#### [SELECTED EXCERPT]
— BEGIN —

3. screenshot_capture_region

Capture specific rectangular region of the screen.

Parameters:

  • x (number, required): X coordinate of top-left corner
  • y (number, required): Y coordinate of top-left corner
  • width (number, required): Width of region in pixels
  • height (number, required): Height of region in pixels
  • format (string, optional): Image format (default: png)
  • quality (number, optional): Compression quality 1-100 (default: 90)
  • savePath (string, optional): File path to save screenshot

Example:

{
  "name": "screenshot_capture_region",
  "arguments": {
    "x": 100,
    "y": 100,
    "width": 800,
    "height": 600,
    "format": "png"
  }
}

Response:

{
  "status": "success",
  "data": "iVBORw0KGgoAAAANSUhEUgAA...",
  "mimeType": "image/png",
  "metadata": {
    "width": 800,
    "height": 600,
    "format": "png",
    "fileSize": 123456,
    "timestamp": "2024-12-01T10:32:00.000Z",
    "region": {
      "x": 100,
      "y": 100,
      "width": 800,
      "height": 600
    }
  }
}

4. screenshot_list_displays

List all connected displays with resolution and position information.

Parameters: None

Example:

{
  "name": "screenshot_list_displays",
  "arguments": {}
}

Response:

{
  "status": "success",
  "displays": [
    {
      "id": "0",
      "name": "Primary Display",
      "resolution": { "width": 1920, "height": 1080 },
      "position": { "x": 0, "y": 0 },
      "isPrimary": true
    },
    {
      "id": "1",
      "name": "Secondary Display",
      "resolution": { "width": 1920, "height": 1080 },
      "position": { "x": 1920, "y": 0 },
      "isPrimary": false
    }
  ]
}

5. screenshot_list_windows

List all visible windows with title, process, and position information.

— END —

#### [DATA EXTRACT]
— BEGIN —

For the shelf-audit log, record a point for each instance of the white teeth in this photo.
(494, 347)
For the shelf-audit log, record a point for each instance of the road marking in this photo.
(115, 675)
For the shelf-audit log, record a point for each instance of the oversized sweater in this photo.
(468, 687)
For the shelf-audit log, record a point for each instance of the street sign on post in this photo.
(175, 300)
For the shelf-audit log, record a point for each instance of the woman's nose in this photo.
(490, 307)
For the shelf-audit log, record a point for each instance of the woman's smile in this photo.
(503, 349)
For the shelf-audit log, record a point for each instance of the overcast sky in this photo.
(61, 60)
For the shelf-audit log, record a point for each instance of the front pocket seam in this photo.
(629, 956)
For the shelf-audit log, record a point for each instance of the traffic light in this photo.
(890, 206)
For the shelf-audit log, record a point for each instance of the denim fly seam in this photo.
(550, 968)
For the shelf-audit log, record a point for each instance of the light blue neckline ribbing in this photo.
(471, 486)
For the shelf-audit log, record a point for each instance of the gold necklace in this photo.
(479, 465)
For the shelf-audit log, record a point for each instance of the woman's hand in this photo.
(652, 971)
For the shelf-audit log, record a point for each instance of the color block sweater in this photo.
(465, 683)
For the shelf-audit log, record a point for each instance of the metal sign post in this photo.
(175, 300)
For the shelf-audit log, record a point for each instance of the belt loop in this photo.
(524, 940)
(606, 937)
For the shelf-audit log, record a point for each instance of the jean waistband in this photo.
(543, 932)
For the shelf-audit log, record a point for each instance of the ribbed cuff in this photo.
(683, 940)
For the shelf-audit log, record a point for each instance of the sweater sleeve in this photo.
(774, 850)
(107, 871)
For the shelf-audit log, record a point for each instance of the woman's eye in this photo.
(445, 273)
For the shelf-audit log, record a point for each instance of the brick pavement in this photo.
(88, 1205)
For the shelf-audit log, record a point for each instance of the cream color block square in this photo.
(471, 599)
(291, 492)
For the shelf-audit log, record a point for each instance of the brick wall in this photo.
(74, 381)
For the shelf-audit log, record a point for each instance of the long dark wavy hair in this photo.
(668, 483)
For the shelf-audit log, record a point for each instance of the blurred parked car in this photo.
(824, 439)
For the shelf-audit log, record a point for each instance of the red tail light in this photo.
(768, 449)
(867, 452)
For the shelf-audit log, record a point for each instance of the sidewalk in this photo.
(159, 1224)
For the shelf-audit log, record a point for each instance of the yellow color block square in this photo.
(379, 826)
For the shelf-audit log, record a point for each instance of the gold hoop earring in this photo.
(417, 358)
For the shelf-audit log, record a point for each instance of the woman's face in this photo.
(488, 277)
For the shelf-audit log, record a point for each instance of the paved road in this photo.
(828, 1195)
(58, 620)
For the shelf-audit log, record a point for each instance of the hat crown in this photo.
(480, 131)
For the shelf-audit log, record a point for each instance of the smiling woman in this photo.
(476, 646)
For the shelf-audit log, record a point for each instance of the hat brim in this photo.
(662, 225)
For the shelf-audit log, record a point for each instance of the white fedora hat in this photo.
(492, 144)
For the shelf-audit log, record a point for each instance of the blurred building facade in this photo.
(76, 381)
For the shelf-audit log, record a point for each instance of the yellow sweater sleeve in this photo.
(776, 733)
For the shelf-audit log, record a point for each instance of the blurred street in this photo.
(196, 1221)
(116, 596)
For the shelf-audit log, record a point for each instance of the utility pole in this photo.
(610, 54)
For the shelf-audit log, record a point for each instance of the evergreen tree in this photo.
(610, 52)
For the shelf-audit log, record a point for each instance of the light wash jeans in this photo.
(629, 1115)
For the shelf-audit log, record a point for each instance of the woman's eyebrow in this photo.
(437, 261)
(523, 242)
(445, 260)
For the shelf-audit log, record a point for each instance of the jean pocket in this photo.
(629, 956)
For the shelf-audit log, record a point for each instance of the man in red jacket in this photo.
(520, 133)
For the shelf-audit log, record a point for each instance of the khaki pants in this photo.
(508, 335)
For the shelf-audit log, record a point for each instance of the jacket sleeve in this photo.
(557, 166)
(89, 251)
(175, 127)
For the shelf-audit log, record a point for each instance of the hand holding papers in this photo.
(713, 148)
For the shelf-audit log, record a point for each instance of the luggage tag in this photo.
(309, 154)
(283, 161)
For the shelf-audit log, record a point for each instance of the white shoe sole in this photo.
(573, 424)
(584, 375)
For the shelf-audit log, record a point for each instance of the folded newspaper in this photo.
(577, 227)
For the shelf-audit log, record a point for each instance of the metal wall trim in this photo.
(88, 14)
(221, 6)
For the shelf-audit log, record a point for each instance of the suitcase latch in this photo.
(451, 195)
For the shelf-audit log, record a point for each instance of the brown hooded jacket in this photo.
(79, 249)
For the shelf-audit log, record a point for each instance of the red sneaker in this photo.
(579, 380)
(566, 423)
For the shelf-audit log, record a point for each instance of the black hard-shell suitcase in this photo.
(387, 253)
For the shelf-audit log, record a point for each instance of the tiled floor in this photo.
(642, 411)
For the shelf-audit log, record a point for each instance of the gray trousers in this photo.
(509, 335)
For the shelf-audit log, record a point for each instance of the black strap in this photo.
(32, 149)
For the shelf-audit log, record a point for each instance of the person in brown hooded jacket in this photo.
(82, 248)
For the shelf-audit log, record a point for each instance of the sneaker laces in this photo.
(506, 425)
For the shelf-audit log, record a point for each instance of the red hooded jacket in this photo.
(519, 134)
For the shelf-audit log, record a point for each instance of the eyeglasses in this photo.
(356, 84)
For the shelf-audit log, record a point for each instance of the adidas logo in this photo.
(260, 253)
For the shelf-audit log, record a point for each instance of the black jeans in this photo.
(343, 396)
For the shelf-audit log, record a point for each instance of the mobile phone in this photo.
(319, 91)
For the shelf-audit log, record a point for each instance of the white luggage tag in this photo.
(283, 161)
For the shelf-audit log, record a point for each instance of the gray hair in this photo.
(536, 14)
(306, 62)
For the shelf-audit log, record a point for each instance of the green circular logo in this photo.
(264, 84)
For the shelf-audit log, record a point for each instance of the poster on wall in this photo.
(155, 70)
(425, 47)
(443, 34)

— END —

#### [WRITTEN TASKS]
A - In the screenshot tool reference, rewrite the passage from "Capture specific rectangular" to "1-100 (default: 90)", swapping "top-left corner" for "upper-left corner".
B - Answer these questions from the screenshot tool reference.
(i) What is the default compression quality for a region capture?
(ii) What name is given to the display whose id is "1"?
(iii) What parameters does screenshot_list_displays take?

#### [SOLUTIONS TO THE PROBLEMS]
A -
Capture specific rectangular region of the screen.

Parameters:

  • x (number, required): X coordinate of upper-left corner
  • y (number, required): Y coordinate of upper-left corner
  • width (number, required): Width of region in pixels
  • height (number, required): Height of region in pixels
  • format (string, optional): Image format (default: png)
  • quality (number, optional): Compression quality 1-100 (default: 90)

B -
(i) 90
(ii) Secondary Display
(iii) None